Your objective :: Each record below should be printed exactly as it was written.
-------- Data provided --------
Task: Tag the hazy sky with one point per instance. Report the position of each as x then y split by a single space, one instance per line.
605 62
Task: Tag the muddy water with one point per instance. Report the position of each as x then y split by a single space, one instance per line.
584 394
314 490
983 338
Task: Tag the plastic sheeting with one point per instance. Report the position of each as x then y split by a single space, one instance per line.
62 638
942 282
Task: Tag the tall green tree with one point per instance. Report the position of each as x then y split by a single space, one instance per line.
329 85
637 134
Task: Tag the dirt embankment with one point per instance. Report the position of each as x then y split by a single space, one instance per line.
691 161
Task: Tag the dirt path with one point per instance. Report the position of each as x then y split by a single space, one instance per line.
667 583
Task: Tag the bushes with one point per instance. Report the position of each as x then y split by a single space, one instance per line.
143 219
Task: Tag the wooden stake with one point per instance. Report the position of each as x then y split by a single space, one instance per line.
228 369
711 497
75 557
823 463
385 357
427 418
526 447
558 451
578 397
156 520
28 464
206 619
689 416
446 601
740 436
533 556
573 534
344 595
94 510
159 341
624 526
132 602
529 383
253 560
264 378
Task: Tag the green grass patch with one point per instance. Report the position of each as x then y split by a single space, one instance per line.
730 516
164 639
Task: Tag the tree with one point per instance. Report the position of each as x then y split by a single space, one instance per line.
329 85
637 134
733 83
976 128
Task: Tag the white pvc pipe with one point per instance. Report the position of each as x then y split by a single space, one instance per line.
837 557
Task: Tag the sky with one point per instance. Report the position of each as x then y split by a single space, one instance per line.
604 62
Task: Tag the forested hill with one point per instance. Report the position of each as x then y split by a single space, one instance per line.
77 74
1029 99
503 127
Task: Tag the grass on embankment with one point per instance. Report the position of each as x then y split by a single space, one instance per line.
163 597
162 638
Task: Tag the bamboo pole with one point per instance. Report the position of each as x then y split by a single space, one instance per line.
--------
Response to this exercise ::
Task: Tag the hazy sky with one point per instance. Report the position of each as x then y split by a single space, one instance per line.
605 62
Task: Tag the muddy water with one point per instance. Report the position of each as x then y split by a single space, one instance per line.
584 394
314 490
983 338
Task: Tag the plastic sheeting with one point per instance. Report the position of each as x then y split by a single space, one instance per line.
62 638
942 282
Task: Tag the tall green tree with one point per instance. Report the position of each as x then y split by a single space, one instance per line.
329 85
637 134
Task: Tag the dirt embankment with one point per instance. Report the position of each as x then y split by a single space, one instance per line.
691 161
Task: Tag the dirt path with one point per instance. Report the position of each as x then y split by a single space, one instance per line.
667 583
Task: Tag the bushes with one point per instance. Report the position of each as x then y split by a single space, one instance per line.
143 219
Task: Tag the wooden stake with one point per instance. Report the position of each as x then y split by a single space, one instance per line.
228 369
711 497
75 557
823 463
385 357
427 418
526 447
558 451
578 397
156 520
28 464
206 619
689 416
446 601
740 436
533 556
573 534
344 595
94 510
159 341
624 526
132 602
529 383
253 560
264 378
Task: Tag the green grass patch with one point per instance. Report the position of each as x then y split by a single space, one instance per line.
730 516
164 639
Task: Tag the tree with one point per instance. Report the position of each as x then y split by a single space, one instance per line.
329 85
637 134
733 83
976 128
Task: Tag the white pvc pipe with one point per instance. Report the position of each as x then y split by a single space, one instance per line.
837 557
Task: Tag the sky with one point per instance. Report the position of each as x then y split by a single space, one instance per line.
604 62
Task: Tag the forested hill with one point per instance. Report the position of each as x then y split by a single space, one instance per line.
77 74
1029 99
503 127
Task: Tag the grass on embankment with one point per instance. Report the position of each as x then y split by a single space, one instance per line.
163 597
162 638
Task: Tag the bamboo pole with one point per instance. Report the position of each as x then y split by a single space, one instance per line.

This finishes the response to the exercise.